-- Start PASSAGE PROVIDED --
Hi Brian,
The performance and scalability of HDFS is very interesting.
A few questions: - How do you mount HDFS on a system? Is FUSE the only option for a regular mount? As I understand the information on the Hadoop website it would require application to use the Java Virtual FS bindings to Hadoop FS or redirect trough FUSE. - If FUSE is the option, what would the performance penalty be? - For Grid-enabling HDFS do you refer to the Java version of the GridFTPd or the C implementation?
thanks,
Oscar
Brian Bockelman wrote:
Hey Jeff,
I'd be happy to come and talk about Hadoop and quantify my comments. It really is an amazing, well-engineered file system. We currently have a 30TB install (completely from scratch space in worker node disks). Some of the highlights:
- Resource consumption: If I push it as hard as I can (several hundred
CMSSW processes reading the same file via POSIX I/O), it maybe uses a 1/3 of a CPU. Can't make its memory consumption show up in graphs.
- Performance: Doing the same test with *one file* and 2 replicas, I can
hit 80Gbps. Yahoo claims that their biggest clusters get up to 2.2Tbps. I haven't been able to make the namenode break a sweat
- Manageability: Straightforward. The namenode is journaled, and can
checkpoint. There's only two types of nodes (namenode and datanode); both are straightforward to manage. Out of the box, there are no knobs to tweak, no optimizations to perform to get decent performance. Just works. If you lose a data node, it starts re-replicating files within about 10 seconds. [As a side note, data recovery is actually pretty straightforward. We lost the disk which holds the namenode's info this weekend, and restoring from an automatically-created checkpoint was easy.]
If you want to grid-enable it, you reuse the Globus GridFTP server (plus bindings) and the BeStMan SRM server. I've clocked it at 8.2Gbps for WAN traffic.
For us, the best potential upside is the manageability, although the fact that performance-wise, it does things dCache can't do. If it can prove to require far less admin time, we are hoping to expand use beyond the current test bed.
Brian
On Oct 18, 2008, at 1:50 AM, Jeff Templon wrote:
Yo,
I'm talking to Brian Bockleman about other things, maybe if I can convince him to come, he can tell us about his experiences with HDFS.
-- End PASSAGE PROVIDED --
-- Start DATASET EXCERPT --
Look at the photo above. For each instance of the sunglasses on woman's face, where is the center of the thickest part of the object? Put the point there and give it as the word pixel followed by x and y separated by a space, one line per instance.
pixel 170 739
-- End DATASET EXCERPT --
_DO THIS_
Write out the HDFS mailing-list thread from "For us, the" up to and including "current test bed.", word for word.

_EXERCISE RESULT_
For us, the best potential upside is the manageability, although the fact that performance-wise, it does things dCache can't do. If it can prove to require far less admin time, we are hoping to expand use beyond the current test bed.